Document passage>
────────────────

Mcdonald's Decision On Foam Is First Of Many

McDonald's surprise decision to phase out its signature plastic clamshell hamburger packages is just the first of an expected series of announcements in part resulting from an unusual joint effort with an environmental group.

``The move really opens the door to further changes,'' said Richard Denison, a senior scientist with the Environmental Defense Fund and the environmental organization's task-force spokesman.

``They kept our feet in the fire to look for alternate packaging, alternatives to foam,'' said Shelby Yastrow, McDonald's senior vice president in charge of environmental affairs.

``And we found the alternative and figured out how to make it work.''

McDonald's is not yet sure just what paper-based packaging will be adopted over the next two months. But the first wave of products to be affected will be the Big Mac, McD.L.T., Quarter Pounder, Egg McMuffin, Filet-O-Fish, Chicken McNuggets, the McChicken Sandwich and the Danish.

The immense fast-food chain has long been a target of environmental groups critical of what they consider wasteful and ecologically unsound packaging. The company and its clamshell - often used only for as long as it takes to walk to a table - have been widely condemned as symbols of a throw-away society.

McDonald's Corp., the Oak Brook, Ill.-based company with more than 11,000 restaurants around the world, has roughly 25 percent of the fast-food-restaurant market share.

Recently, McDonald's has moved to quiet critics by changing its ways. It now uses napkins and Happy Meal boxes made of recycled fiber, and its McRibs sandwiches come wrapped in recycled newsprint. The company has adopted ambitious recycling programs, particularly in New England and Southern California. And back in the storerooms, it has redesigned boxes for transporting french fries in bulk to reduce the number of boxes needed each day. It has even pledged annually to buy $100 million worth of recycled materials to build its new restaurants.

Three months ago, McDonald's announced a joint task force with the Environmental Defense Fund, an influential environmental group of lawyers, scientists and economists, to look for more ways to improve how it handles trash and food waste. Since then, EDF staffers have studied the composting of food scraps, examined benches made from recycled plastic utensils and generally looked to reduce the amount of packaging at every point.

────────────────

(Data entries)
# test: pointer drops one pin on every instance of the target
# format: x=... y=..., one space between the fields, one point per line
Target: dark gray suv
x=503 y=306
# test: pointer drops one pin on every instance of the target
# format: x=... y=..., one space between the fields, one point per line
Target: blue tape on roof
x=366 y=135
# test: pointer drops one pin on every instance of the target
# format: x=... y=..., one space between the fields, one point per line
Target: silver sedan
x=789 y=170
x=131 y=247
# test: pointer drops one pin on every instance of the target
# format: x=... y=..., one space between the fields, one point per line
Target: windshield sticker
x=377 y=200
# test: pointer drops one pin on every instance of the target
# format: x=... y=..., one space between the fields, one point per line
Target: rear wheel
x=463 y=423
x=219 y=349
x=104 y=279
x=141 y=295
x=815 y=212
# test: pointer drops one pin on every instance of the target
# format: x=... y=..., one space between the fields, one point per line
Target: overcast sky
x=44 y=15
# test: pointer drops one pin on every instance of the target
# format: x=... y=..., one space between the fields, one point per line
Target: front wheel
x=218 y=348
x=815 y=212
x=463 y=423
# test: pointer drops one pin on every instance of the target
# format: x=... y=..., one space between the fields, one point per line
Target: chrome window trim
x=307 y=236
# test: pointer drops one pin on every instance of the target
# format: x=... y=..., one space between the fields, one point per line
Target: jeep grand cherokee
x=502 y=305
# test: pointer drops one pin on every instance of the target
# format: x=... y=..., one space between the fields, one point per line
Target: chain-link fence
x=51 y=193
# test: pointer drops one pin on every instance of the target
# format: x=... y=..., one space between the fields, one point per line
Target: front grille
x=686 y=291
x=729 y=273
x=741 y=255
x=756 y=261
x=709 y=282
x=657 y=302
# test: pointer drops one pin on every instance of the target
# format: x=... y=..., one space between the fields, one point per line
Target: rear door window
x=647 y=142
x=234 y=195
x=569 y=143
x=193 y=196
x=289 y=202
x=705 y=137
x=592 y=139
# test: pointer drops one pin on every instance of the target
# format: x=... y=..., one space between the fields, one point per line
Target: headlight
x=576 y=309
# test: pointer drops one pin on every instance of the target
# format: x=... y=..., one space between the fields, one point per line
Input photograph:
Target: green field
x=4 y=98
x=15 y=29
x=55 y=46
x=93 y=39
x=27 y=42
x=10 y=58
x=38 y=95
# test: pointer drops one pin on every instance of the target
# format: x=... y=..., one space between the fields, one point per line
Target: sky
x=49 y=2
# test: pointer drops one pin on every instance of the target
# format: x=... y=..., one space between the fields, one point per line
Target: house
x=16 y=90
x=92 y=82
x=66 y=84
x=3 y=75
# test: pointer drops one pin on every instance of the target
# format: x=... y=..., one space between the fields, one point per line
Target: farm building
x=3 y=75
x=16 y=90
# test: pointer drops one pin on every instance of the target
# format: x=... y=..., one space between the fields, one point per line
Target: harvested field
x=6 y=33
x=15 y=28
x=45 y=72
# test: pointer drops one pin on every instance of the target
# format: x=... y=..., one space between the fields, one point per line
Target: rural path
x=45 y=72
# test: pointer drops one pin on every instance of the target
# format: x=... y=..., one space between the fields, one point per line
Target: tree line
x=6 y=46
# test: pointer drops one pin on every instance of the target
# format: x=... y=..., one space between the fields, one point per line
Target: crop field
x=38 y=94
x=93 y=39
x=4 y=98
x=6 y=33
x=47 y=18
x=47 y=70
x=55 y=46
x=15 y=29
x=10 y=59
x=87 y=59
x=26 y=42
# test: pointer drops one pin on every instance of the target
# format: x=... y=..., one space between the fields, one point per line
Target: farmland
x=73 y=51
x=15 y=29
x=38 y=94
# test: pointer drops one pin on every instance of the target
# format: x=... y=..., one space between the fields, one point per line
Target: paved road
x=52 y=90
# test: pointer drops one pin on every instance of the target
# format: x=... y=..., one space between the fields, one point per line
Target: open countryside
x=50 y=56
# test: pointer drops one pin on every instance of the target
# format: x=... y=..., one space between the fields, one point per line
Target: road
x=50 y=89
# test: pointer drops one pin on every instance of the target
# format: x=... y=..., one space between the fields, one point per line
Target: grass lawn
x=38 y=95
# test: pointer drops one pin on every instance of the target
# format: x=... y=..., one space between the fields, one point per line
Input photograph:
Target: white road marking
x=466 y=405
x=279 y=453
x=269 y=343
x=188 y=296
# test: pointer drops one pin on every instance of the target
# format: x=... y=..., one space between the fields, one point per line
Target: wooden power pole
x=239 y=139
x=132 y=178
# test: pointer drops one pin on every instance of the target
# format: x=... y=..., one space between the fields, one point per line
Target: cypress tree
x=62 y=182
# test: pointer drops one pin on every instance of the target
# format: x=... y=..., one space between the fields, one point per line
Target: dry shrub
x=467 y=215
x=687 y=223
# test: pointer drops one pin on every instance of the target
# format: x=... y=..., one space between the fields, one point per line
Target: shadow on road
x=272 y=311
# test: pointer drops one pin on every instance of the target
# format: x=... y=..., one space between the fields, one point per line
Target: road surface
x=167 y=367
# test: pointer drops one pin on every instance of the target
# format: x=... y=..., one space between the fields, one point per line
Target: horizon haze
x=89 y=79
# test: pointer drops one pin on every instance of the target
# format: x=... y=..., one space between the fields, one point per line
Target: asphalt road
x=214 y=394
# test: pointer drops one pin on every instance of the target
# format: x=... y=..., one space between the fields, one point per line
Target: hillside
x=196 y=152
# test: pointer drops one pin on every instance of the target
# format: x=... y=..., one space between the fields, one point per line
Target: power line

────────────────

Challenge> Can you return, word for word, the part of the McDonald's packaging article starting with "The immense fast-food" and going on through "a throw-away society."?

Expected answer>
The immense fast-food chain has long been a target of environmental groups critical of what they consider wasteful and ecologically unsound packaging. The company and its clamshell - often used only for as long as it takes to walk to a table - have been widely condemned as symbols of a throw-away society.